* WRITTEN EXERCISE 1: In the passage on displacement in Bangladesh, repeat word for word the section from "The coastal zone" up to and including "with climate change.".
* WRITTEN EXERCISE 2:
Answer these questions using the passage on displacement in Bangladesh:
(a) How many of Bangladesh's 64 districts lie in its coastal zone?
(b) According to the 2017 annual report of the Internal Displacement Monitoring Center, how many internally displaced people does Bangladesh have?
(c) What percentage of its land does the Intergovernmental Panel on Climate Change predict Bangladesh will lose within 2050?
* WRITTEN EXERCISE 3: Carry the passage on displacement in Bangladesh forward, beginning right after its last sentence.

** start PROVIDED PASSAGE **

Why we need a policy framework for displaced people
In more than 50 countries around the world, some 40.3 million individuals have been uprooted from their homes and displaced in their own countries as a result of conflict or human rights violations. Natural disasters, meanwhile, have caused the displacement of millions more.
The coastal zone of Bangladesh covers 19 out of its 64 districts. Twelve of those districts are lagging behind in their capacity to deal with climate change.
A large percentage of our population live in coastal areas where they mostly depend on fishery, agriculture, forest, local transportation, salt production and so on for their lives and livelihoods. Bangladesh is already vulnerable to the gradual effects of climate change and extreme events related to it. The condition of the coastal belt is worse. The International Organization for Migration (IOM) confirms Bangladesh's vulnerability: "Sea level rise is the most often cited cause of predicted mass-displacement within Bangladesh as a result of climate change. Widely quoted figures range from 13 million to 40 million people displaced, generally based on assumptions of a one metre rise in sea levels."
The annual report 2017 of Internal Displacement Monitoring Center shows that Bangladesh has 946,000 internally displaced people. This number is mounting as 50,000 people are becoming homeless due to natural disasters every year. The Intergovernmental Panel on Climate Change predicts that within 2050, Bangladesh will lose 17.5 percent of its land, which includes 30 percent of land used for food production. This is undoubtedly a major threat to the country from the perspective of its economy, employment, food, agricultural resources, national harmony and livestock. And will additionally exert severe pressure on cities like Dhaka and Chattogram.

** end PROVIDED PASSAGE **
** start PROVIDED DATA **

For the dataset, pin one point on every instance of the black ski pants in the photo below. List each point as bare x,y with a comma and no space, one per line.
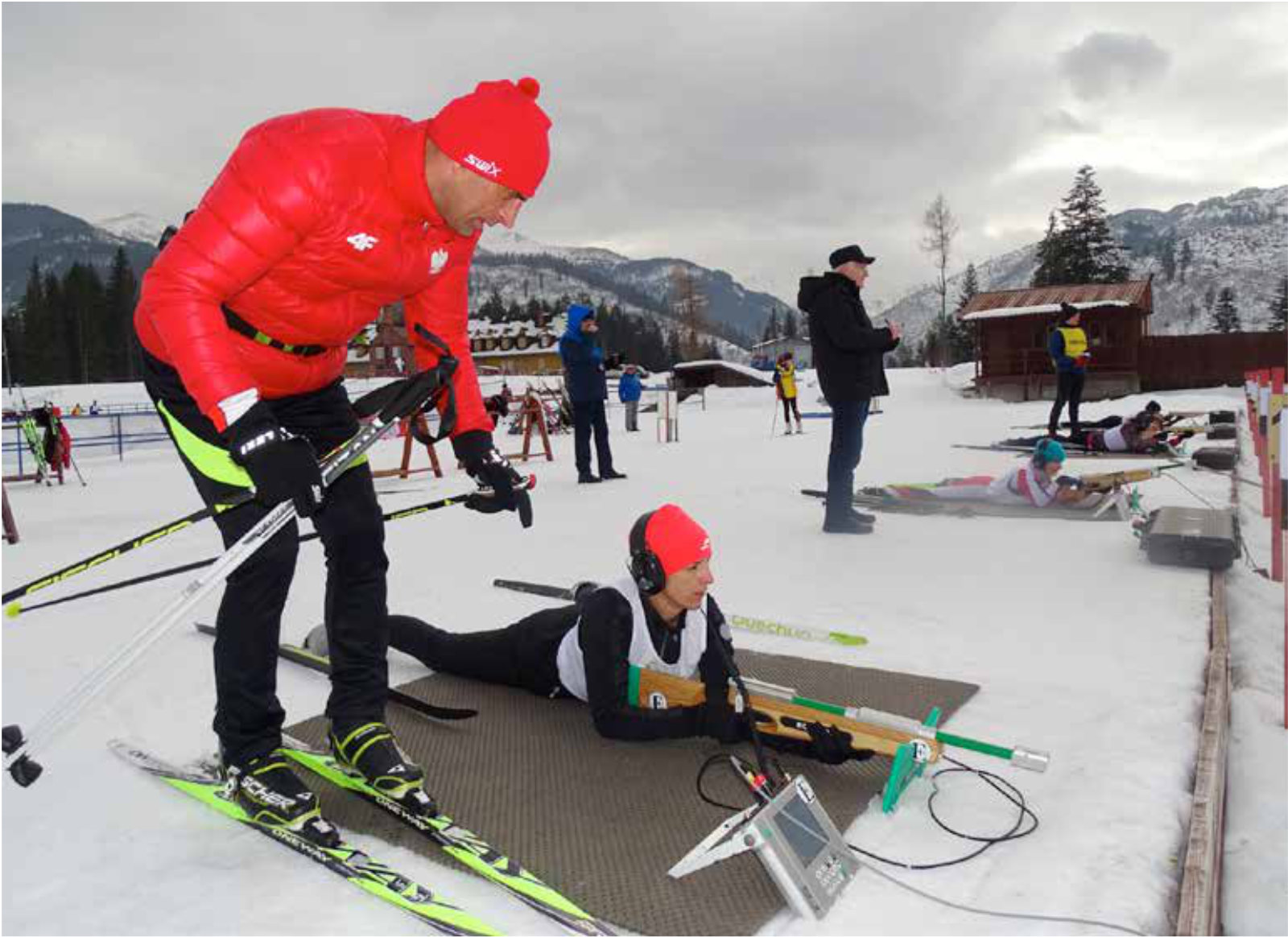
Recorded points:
522,655
248,713
588,416
1068,389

** end PROVIDED DATA **

* EXERCISE RESPONSE 1:
The coastal zone of Bangladesh covers 19 out of its 64 districts. Twelve of those districts are lagging behind in their capacity to deal with climate change.

* EXERCISE RESPONSE 2:
(a) 19 districts.
(b) 946,000 people.
(c) 17.5 percent.

* EXERCISE RESPONSE 3:
Environmental problems, in the present discourse, has been identified as a predominant driver of displacement. However, Bangladesh has a set of policies, plans and institutional initiatives that both directly and indirectly address sudden-onset events and slow-onset processes of climate change, its potential impacts and adaptive measures. Even zone-specific policy and development strategy highlight the main adverse effects of climate change and identify adaptation needs. For instance, Coastal Zone Policy (2005) and Coastal Development Strategy (2006) include climate related issues. In 2005, the Government of Bangladesh launched its National Adaptation Programme of Action (NAPA), which marked the beginning of a long journey to addressing the adverse impacts of climate stimuli including variability and extreme events and promoting sustainable development in the country.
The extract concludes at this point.